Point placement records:
* BEGIN *

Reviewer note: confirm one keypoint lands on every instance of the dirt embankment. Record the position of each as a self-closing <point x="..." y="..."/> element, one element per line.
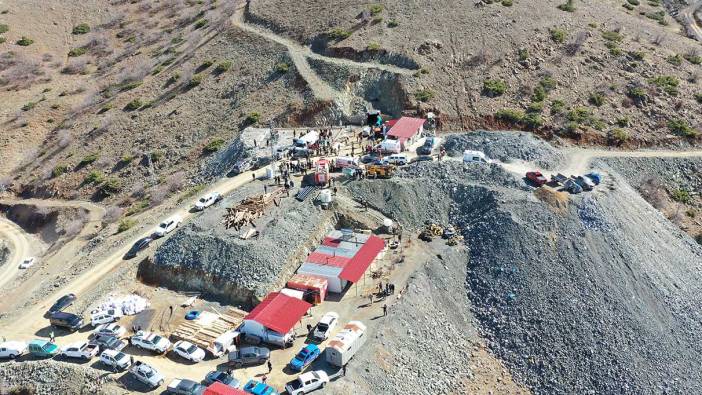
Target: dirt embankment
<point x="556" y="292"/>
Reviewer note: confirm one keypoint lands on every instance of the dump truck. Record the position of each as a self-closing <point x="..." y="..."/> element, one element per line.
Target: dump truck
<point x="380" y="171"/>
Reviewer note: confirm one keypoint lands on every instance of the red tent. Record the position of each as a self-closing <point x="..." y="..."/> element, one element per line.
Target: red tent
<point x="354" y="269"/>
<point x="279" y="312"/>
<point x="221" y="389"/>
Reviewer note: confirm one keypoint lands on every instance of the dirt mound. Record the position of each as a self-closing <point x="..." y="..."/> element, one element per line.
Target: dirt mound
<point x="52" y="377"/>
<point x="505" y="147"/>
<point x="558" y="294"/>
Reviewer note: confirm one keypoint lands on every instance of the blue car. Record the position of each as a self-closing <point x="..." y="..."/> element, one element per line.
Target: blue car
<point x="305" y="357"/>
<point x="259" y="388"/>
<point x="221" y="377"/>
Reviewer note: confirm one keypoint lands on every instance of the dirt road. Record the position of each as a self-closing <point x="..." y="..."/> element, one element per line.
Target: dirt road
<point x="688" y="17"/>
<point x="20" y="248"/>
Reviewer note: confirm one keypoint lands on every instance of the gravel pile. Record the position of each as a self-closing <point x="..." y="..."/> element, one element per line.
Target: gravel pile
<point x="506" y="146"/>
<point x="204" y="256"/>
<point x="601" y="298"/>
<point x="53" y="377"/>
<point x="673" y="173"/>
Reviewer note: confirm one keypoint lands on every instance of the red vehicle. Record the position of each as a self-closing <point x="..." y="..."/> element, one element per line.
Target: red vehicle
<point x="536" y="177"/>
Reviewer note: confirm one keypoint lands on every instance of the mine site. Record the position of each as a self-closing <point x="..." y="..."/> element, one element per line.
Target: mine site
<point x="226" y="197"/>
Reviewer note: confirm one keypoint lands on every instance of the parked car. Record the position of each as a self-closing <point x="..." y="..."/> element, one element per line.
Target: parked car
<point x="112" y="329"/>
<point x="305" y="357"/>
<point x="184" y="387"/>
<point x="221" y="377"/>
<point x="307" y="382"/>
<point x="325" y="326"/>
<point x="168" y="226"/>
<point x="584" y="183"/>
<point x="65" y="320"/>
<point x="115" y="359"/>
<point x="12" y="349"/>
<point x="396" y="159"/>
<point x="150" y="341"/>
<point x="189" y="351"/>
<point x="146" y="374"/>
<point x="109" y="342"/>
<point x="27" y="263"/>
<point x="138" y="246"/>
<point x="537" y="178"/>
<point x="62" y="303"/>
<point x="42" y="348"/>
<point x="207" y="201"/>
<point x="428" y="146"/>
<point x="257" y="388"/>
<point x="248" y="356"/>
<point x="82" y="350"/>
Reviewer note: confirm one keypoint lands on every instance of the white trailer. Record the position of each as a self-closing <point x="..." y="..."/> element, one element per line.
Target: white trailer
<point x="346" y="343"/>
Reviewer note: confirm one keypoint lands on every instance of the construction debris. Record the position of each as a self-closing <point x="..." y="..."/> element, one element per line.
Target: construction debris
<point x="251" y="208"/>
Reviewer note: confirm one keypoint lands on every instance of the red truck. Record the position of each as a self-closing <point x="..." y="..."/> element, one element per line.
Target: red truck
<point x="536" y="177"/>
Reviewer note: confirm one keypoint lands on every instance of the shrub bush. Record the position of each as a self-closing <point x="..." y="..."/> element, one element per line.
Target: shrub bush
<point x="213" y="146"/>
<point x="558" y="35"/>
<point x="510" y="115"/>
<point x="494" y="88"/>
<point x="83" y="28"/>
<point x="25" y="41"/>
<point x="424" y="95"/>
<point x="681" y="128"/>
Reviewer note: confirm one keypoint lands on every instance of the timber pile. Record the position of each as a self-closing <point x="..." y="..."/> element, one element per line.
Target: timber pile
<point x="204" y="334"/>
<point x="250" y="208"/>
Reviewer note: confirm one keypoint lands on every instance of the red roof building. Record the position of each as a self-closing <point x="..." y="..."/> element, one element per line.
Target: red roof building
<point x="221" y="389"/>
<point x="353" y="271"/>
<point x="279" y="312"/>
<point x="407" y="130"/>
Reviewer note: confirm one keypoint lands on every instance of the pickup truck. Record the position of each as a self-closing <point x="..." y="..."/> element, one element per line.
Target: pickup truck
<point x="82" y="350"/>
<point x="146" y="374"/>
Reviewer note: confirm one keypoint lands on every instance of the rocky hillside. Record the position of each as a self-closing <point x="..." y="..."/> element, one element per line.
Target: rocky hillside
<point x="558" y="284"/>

* END *
* BEGIN *

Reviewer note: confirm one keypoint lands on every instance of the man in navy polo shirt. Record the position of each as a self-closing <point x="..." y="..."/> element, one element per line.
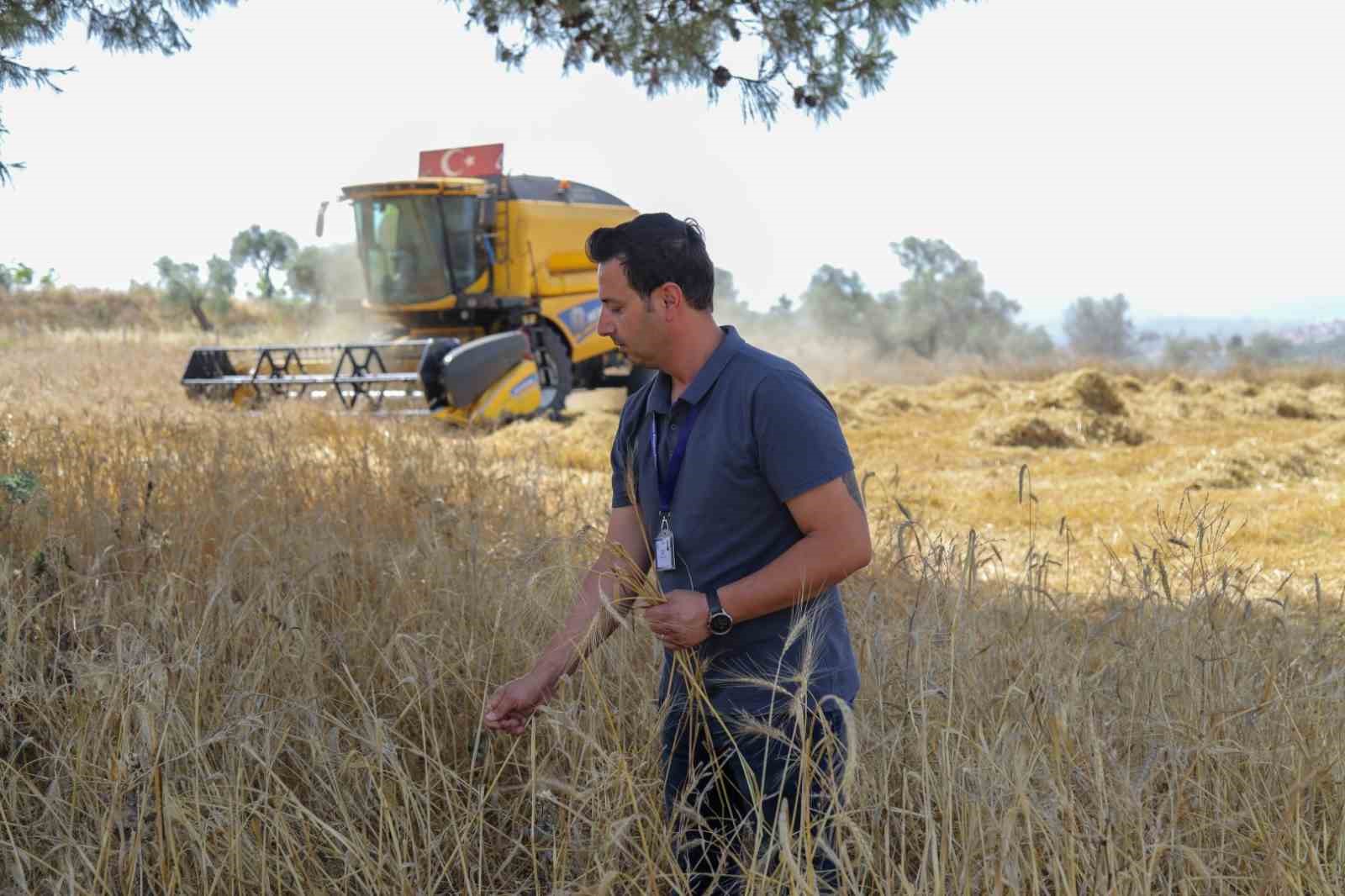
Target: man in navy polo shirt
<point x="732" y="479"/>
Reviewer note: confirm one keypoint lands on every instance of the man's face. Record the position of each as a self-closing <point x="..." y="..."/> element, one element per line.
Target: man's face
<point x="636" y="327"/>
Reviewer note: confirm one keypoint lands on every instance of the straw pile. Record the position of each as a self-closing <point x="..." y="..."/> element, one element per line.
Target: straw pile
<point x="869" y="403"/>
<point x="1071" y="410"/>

* END *

EXERCISE PROMPT:
Pick out every line of the rows above that contains the string "shirt", and copy each one in full.

RESULT OF THE TASK:
Reviewer note: confirm one keypoint lands on every instance of the man in navy polo shirt. Record the position of each as a self-closing <point x="..." y="..."/> element, one element per line.
Target: man in navy polo shirt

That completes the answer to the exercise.